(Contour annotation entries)

──────

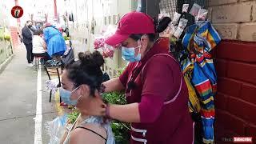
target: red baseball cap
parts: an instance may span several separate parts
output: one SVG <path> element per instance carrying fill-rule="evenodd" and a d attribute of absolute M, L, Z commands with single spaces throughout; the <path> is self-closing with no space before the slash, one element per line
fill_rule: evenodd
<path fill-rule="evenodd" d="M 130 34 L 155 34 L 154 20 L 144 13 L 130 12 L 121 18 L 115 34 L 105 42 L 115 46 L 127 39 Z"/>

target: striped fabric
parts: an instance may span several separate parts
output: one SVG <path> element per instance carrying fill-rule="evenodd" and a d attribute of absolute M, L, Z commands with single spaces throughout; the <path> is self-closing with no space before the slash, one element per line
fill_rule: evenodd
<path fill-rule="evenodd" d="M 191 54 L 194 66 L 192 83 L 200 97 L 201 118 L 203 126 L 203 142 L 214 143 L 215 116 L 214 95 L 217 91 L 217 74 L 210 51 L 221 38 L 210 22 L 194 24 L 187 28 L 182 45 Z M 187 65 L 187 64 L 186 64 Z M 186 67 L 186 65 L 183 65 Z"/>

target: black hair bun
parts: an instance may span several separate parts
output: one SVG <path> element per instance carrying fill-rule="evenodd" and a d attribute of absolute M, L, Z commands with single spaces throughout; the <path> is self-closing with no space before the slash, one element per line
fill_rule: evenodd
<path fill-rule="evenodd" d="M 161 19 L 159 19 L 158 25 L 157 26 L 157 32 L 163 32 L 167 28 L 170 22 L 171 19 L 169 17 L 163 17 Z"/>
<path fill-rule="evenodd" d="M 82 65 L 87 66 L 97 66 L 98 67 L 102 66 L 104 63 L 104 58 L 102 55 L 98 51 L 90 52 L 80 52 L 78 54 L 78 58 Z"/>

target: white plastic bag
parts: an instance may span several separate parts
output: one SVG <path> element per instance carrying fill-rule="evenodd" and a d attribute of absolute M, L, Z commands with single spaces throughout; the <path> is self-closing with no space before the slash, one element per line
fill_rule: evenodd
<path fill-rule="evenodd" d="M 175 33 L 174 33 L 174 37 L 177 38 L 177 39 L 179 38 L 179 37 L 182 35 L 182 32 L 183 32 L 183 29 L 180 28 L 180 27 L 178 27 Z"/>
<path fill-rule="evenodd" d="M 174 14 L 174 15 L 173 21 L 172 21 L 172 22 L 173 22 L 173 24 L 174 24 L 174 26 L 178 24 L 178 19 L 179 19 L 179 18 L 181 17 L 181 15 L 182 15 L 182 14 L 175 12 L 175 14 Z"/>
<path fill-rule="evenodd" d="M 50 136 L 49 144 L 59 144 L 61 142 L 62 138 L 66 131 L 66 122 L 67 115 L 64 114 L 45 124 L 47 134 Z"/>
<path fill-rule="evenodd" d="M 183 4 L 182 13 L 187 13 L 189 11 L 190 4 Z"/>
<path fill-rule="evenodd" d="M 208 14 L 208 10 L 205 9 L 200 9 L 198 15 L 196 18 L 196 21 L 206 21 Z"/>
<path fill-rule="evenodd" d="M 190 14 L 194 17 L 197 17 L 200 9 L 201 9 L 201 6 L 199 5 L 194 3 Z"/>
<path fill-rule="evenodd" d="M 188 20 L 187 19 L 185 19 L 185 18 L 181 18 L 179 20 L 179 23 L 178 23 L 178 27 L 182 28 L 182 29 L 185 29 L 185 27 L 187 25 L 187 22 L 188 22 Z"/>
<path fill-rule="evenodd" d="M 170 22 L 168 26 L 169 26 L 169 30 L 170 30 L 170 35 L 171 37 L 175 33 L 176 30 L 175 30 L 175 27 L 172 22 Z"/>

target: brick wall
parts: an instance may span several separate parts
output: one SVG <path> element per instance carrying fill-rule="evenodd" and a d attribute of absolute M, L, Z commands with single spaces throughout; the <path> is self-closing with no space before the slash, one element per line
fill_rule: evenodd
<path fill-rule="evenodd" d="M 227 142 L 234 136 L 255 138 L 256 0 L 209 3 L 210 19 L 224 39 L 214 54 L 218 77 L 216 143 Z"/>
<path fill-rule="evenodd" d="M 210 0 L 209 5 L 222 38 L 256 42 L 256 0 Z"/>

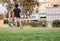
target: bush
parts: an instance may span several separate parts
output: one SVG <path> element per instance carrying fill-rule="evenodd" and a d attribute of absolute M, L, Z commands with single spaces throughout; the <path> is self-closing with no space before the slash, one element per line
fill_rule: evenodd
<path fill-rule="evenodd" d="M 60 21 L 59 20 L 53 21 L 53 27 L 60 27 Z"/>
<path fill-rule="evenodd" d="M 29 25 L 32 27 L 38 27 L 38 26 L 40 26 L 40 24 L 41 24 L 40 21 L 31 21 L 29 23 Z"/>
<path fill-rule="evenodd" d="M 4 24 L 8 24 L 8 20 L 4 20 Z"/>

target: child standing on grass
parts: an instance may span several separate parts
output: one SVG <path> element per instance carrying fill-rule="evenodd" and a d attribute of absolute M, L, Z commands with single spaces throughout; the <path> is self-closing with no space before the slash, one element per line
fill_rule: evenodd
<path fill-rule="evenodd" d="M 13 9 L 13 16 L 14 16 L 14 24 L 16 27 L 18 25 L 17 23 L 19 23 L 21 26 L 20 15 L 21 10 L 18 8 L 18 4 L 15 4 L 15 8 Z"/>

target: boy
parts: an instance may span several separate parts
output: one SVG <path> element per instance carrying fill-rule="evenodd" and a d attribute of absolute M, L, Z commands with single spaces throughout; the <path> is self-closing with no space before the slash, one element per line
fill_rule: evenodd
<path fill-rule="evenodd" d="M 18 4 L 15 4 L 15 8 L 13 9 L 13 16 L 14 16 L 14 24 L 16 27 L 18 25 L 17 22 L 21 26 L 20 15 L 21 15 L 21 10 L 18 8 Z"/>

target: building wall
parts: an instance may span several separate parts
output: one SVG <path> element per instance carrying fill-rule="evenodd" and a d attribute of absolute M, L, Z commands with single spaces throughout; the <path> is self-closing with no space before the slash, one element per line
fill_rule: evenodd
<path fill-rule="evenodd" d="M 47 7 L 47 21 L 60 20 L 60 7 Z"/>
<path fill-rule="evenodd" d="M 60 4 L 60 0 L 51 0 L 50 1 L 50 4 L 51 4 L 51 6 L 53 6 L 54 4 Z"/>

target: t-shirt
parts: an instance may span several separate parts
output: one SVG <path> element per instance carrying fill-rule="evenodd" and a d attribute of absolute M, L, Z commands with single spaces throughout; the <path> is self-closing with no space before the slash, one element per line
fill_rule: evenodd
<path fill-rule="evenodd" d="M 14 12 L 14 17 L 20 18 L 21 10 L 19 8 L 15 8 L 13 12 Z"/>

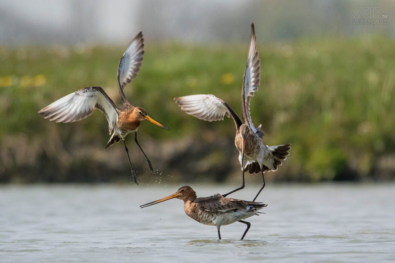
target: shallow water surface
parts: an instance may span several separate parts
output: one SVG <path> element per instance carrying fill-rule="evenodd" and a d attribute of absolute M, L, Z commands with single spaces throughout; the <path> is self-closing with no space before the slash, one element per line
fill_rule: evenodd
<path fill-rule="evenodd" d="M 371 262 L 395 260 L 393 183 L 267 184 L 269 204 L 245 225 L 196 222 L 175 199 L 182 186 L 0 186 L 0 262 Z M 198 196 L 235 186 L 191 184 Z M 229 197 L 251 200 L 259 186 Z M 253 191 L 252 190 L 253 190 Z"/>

──────

▶ _YOUR TASK_: Swap "instance" for "object" in the lines from the one with "target: shallow water surface" through the end of the entries, leaving everything else unchanged.

▶ _RESULT OF THIS EXERCISE_:
target: shallow water surface
parts: an object may span several separate parts
output: one SVG <path> element per object carrying fill-rule="evenodd" and a d attribute of absolute M, L, Z commands with single spaces throughout; the <path> is self-closing with no space before the slash, one element per line
fill_rule: evenodd
<path fill-rule="evenodd" d="M 371 262 L 395 260 L 393 183 L 267 184 L 269 204 L 245 225 L 196 222 L 175 199 L 182 186 L 0 186 L 0 262 Z M 198 196 L 235 186 L 191 184 Z M 229 197 L 251 200 L 259 186 Z M 253 191 L 252 190 L 253 190 Z"/>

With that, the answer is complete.